* START GIVEN DATA *

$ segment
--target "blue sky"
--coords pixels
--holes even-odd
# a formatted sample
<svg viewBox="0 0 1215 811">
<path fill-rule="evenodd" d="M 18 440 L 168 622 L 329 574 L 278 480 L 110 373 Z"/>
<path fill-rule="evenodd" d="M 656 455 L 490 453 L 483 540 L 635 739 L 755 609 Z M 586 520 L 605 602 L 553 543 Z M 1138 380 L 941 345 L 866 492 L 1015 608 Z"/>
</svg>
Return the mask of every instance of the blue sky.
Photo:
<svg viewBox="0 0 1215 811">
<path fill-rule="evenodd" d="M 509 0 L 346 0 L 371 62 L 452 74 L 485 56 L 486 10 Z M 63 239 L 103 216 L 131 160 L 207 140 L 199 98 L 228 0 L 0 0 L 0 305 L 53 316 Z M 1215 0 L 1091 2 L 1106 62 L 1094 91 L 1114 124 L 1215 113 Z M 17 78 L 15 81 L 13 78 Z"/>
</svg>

* END GIVEN DATA *

> _CHALLENGE_:
Repeat all of the entries above verbatim, preserving every character and line break.

> _TASK SOLUTION_:
$ segment
--target "blue sky"
--coords pixels
--holes even-odd
# a formatted sample
<svg viewBox="0 0 1215 811">
<path fill-rule="evenodd" d="M 18 440 L 168 622 L 329 574 L 278 480 L 110 373 Z"/>
<path fill-rule="evenodd" d="M 656 455 L 490 453 L 483 540 L 635 739 L 755 609 Z M 586 520 L 605 602 L 553 543 Z M 1138 380 L 941 345 L 866 492 L 1015 608 Z"/>
</svg>
Return the mask of every instance of the blue sky.
Photo:
<svg viewBox="0 0 1215 811">
<path fill-rule="evenodd" d="M 509 0 L 346 0 L 371 62 L 452 74 L 485 56 L 486 10 Z M 63 239 L 103 216 L 131 160 L 207 140 L 199 98 L 228 0 L 0 0 L 0 305 L 53 316 Z M 1215 0 L 1091 2 L 1106 62 L 1094 91 L 1114 124 L 1215 113 Z M 17 78 L 15 81 L 13 78 Z"/>
</svg>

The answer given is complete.